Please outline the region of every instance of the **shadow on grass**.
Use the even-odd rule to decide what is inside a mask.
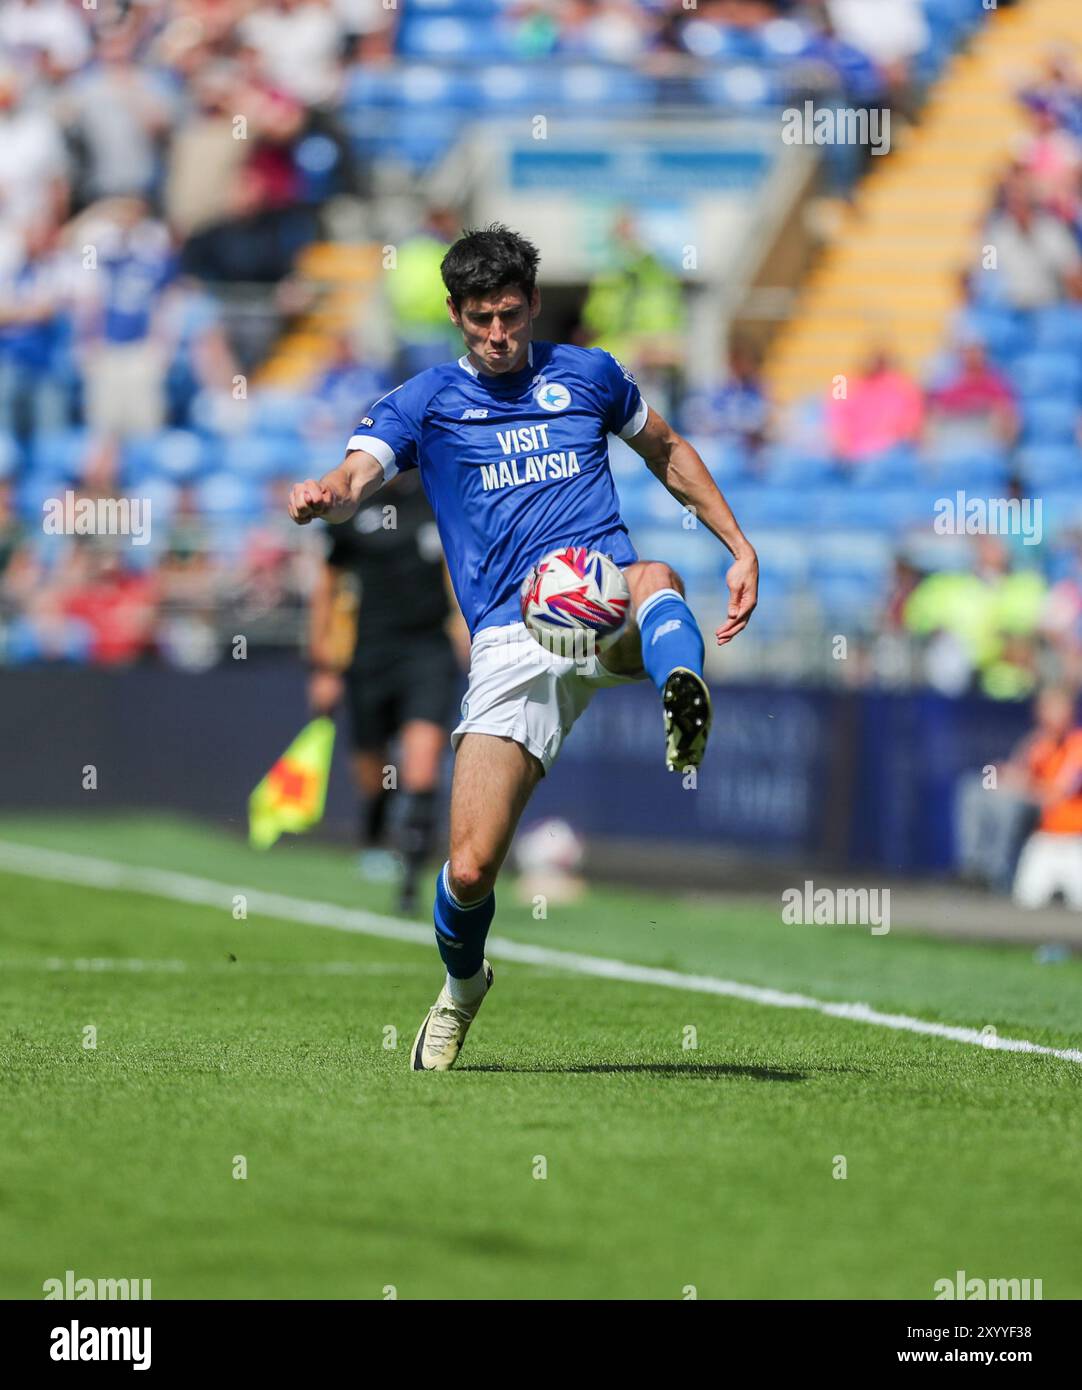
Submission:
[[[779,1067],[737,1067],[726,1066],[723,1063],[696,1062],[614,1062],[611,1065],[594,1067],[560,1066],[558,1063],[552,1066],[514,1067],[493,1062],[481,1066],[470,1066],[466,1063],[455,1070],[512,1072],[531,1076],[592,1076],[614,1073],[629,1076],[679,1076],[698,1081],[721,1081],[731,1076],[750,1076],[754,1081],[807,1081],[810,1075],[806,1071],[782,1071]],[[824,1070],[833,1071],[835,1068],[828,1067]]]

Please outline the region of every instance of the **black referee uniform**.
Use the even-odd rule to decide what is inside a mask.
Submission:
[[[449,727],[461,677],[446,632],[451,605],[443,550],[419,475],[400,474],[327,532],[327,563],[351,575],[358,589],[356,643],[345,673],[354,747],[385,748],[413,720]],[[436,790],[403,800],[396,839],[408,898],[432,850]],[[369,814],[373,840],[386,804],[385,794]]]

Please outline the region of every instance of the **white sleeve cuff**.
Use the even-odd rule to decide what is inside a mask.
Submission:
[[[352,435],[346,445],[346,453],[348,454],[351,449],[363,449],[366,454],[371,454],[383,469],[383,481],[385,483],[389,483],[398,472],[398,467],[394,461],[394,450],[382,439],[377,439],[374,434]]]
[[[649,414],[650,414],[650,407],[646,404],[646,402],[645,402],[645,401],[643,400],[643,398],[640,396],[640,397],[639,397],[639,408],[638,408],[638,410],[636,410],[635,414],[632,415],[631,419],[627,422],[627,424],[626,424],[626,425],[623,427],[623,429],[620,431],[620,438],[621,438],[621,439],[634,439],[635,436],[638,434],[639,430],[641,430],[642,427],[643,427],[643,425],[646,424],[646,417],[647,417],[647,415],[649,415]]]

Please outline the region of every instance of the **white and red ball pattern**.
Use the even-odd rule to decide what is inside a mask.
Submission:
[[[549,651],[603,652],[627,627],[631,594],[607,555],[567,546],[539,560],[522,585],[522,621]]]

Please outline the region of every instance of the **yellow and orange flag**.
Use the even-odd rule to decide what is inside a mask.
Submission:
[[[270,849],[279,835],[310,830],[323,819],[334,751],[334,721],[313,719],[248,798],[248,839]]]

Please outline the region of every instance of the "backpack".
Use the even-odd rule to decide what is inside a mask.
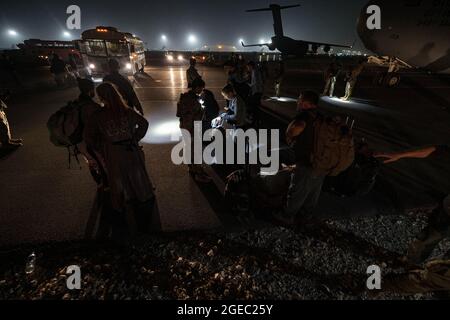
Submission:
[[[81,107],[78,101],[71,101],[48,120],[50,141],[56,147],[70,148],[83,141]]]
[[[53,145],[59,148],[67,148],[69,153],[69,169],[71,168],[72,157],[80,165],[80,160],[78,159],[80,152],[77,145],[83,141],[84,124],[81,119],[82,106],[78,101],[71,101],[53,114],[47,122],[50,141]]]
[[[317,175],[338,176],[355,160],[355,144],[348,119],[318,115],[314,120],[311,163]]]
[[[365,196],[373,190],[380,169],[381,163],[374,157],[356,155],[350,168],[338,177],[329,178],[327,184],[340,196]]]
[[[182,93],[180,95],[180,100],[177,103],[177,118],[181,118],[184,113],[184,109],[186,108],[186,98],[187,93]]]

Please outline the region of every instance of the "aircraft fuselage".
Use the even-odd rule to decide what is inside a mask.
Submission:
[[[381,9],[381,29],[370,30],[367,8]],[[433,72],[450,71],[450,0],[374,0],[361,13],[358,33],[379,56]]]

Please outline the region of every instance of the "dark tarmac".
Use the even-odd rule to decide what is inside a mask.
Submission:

* **EXERCISE INSTRUCTIONS**: Only the lines from the first line of the entries through the line containing "Please outline the region of every instance of the **black" should be output, exactly as they are, without pictures.

* **YOUR RESPONSE**:
Please outline the region of every instance of the **shadow on grass**.
Use the even-odd rule to decide what is inside a mask.
Submission:
[[[779,1067],[737,1067],[726,1066],[723,1063],[696,1062],[614,1062],[611,1065],[594,1067],[560,1066],[558,1063],[552,1066],[514,1067],[493,1062],[481,1066],[470,1066],[466,1063],[455,1070],[512,1072],[531,1076],[592,1076],[614,1073],[629,1076],[679,1076],[698,1081],[721,1081],[731,1076],[750,1076],[754,1081],[807,1081],[810,1075],[806,1071],[782,1071]],[[824,1070],[833,1071],[835,1068],[828,1067]]]

Please outline the region of every instance of the **black referee uniform**.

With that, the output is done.